_Exercise requirements_
1) Using the Bobble marketing post, explain why the team ran polls, in one to three sentences.
2) List every figure that the Bobble marketing post writes in digits.
3) According to the Bobble marketing post, in what position did the writer join Bobble?

_Text segment_
○ ○ ○ ○ ○ ○ ○
Period care is one of the most taboo topics in Southeast Asia.
Most brands in that space post soft, clinical, safe content. Pastel colours, careful language, nothing that makes anyone uncomfortable.
We did the opposite…
When I joined Bobble in 2020 as their digital marketing executive intern, it was a startup in Kuala Lumpur. Some of the main focus at the time was building a real community, a clear voice.
As a product that half the target market had been conditioned to never talk about out loud. The first thing I did was stop trying to be palatable.
We built a content calendar around four core pillars, and one of the most important decisions we made early was to deliberately create content around controversial topics. Not offensive, not reckless, just honest. The kind of content that made people stop scrolling because they couldn’t believe a brand was actually saying that.
“Can others smell it?” was one of our posts. On a period care brand’s Instagram. In Malaysia.
People talked. We got a few interactions and more people were slowly starting to step forward and be more comfortable sharing experiences around certain topics in the comments
We also used polls extensively, but not just for engagement. Every poll was a data collection exercise. We were building a real-time picture of what our audience believed, feared, and wanted, and feeding that directly back into the content and product messaging.
Then came the paid side. I built a full acquisition funnel, TOF to BOF, with a retargeting layer sitting underneath it. Cold audiences at the top, warming them with content they already proved they engaged with, then converting at the bottom.
And with Malisse Tan, Bobble’s founder being notable in Malaysia for her brilliant work. That opened doors to a network of credible evangelists who actually matched the brand’s voice.
12 weeks later, average reach had gone from 8,895 to 32,400+ and more juicy stats.
Not from going viral. From a repeatable system built around knowing exactly who we were talking to and refusing to be boring about it.
The lesson isn’t “be controversial for controversy’s sake.” The lesson is: if your product operates in a space people are uncomfortable talking about, leaning into that discomfort with intention is often the most powerful positioning move available to you.
Most brands flinch. The ones that don’t, win the attention.
○ ○ ○ ○ ○ ○ ○
_Records provided_
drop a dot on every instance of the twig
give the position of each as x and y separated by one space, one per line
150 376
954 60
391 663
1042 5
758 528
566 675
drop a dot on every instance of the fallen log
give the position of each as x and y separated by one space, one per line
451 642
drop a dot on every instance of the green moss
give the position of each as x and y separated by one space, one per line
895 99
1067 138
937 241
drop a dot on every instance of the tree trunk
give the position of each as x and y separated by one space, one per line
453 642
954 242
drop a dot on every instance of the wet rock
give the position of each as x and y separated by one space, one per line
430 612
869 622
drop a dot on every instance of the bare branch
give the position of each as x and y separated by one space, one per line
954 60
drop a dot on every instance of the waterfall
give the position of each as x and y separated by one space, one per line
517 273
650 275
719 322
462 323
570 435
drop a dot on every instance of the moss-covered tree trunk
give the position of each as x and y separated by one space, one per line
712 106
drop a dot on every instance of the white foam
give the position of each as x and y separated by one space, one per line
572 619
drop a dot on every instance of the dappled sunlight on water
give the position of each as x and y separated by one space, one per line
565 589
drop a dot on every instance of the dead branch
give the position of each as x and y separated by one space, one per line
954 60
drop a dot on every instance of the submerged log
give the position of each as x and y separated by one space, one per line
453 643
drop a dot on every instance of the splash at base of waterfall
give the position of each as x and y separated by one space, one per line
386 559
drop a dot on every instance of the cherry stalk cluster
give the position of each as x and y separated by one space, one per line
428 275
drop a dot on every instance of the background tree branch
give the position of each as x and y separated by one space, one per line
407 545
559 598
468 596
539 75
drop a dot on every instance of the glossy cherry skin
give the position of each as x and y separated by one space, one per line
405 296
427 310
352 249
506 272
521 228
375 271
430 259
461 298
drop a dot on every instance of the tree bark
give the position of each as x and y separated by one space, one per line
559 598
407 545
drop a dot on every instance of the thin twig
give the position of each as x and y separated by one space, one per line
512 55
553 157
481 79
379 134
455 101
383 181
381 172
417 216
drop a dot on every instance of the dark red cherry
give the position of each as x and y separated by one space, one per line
○ ○ ○ ○ ○ ○ ○
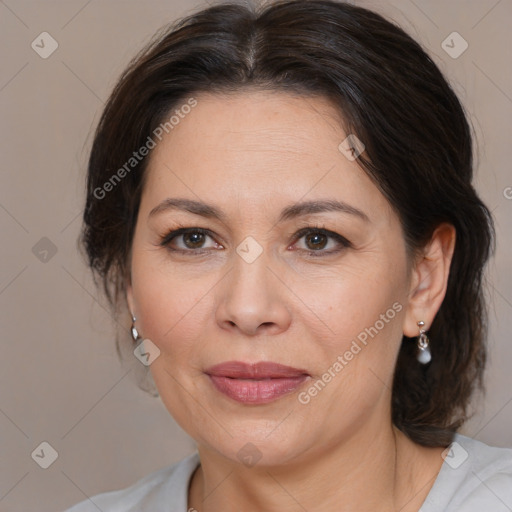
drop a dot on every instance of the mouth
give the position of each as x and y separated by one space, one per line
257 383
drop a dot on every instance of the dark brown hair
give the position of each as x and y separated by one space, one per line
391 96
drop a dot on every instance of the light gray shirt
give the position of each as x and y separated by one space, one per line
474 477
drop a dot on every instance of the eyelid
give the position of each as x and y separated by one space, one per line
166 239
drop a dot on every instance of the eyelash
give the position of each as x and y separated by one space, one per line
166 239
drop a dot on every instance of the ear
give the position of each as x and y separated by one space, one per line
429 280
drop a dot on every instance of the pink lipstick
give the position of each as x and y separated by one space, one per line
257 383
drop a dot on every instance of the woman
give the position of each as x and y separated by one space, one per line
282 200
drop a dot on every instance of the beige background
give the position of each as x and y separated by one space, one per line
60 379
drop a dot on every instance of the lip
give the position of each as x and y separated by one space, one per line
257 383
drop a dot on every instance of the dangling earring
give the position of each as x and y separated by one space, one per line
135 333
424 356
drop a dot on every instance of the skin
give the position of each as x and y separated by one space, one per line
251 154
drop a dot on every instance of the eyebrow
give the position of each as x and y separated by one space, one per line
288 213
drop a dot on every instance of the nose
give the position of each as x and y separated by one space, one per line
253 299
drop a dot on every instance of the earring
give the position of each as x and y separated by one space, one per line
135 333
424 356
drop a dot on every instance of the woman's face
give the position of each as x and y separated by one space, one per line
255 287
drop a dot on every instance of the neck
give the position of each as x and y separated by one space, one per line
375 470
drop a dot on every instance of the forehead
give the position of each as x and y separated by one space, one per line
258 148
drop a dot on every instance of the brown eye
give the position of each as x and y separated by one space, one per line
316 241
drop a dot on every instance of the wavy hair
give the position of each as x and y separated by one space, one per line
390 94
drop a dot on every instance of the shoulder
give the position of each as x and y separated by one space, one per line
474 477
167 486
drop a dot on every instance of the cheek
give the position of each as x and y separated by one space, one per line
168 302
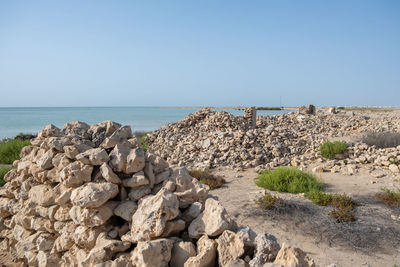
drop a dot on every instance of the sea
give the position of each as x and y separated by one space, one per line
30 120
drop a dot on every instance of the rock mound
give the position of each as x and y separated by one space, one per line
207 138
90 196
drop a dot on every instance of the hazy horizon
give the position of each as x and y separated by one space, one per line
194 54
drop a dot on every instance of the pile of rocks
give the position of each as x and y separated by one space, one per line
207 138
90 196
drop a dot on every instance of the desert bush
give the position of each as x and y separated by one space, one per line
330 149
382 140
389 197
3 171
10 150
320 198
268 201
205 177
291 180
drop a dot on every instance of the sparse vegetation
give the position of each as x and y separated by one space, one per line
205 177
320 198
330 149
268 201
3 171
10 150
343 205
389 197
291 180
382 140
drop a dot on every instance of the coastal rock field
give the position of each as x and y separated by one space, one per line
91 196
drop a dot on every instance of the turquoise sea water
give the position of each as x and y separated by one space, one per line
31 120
○ ○ ○ ○ ○ ○ ○
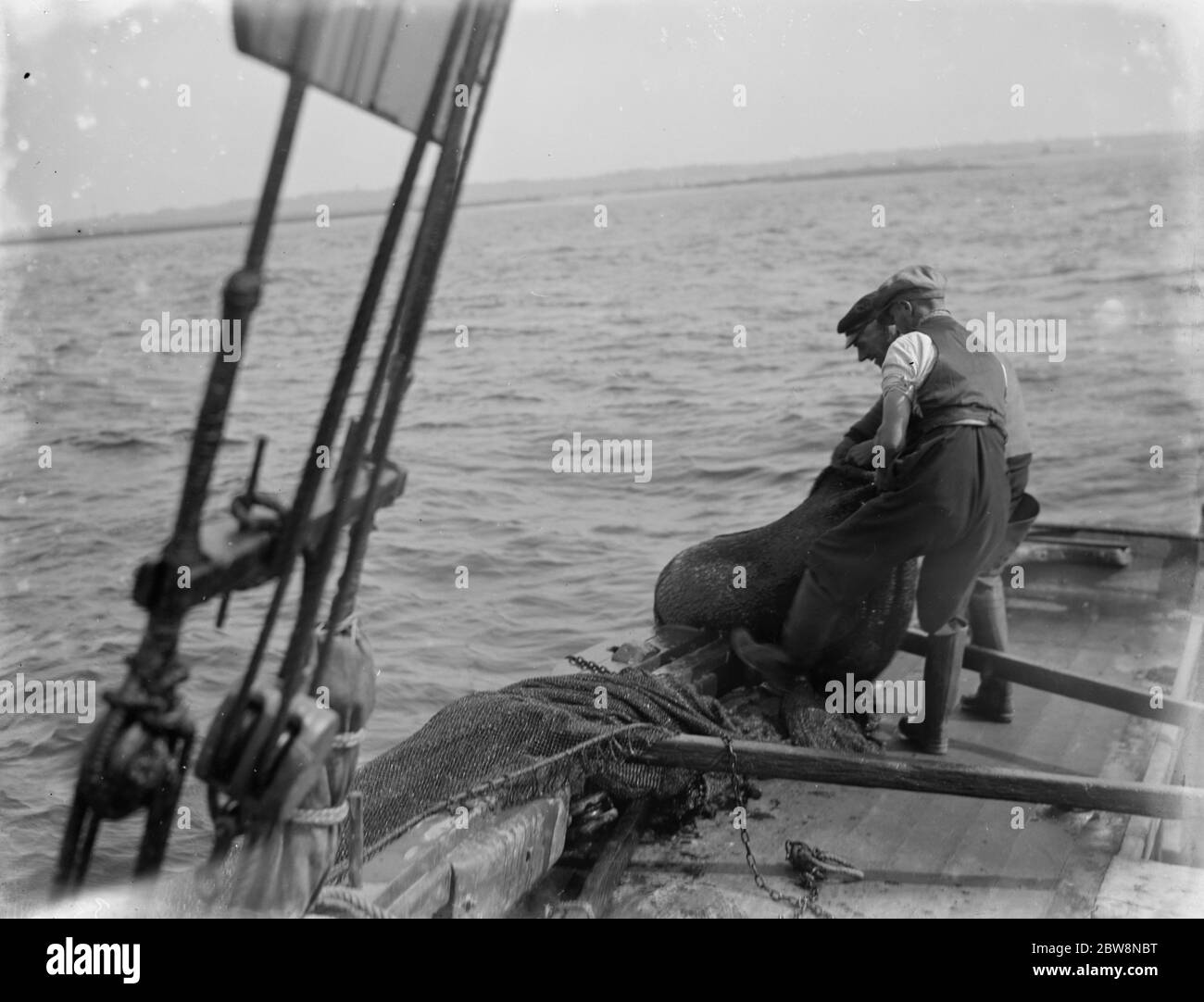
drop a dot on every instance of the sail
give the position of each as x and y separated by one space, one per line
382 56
○ ○ ○ ○ ○ ○ ○
_Solutions_
1) The team ran polls for more than engagement: each poll collected data. Together they built a real-time picture of what the audience believed, feared, and wanted, and the team fed those findings directly back into the content and product messaging.

2) 2020; 12 (weeks); 8,895; 32,400+

3) As a digital marketing executive intern.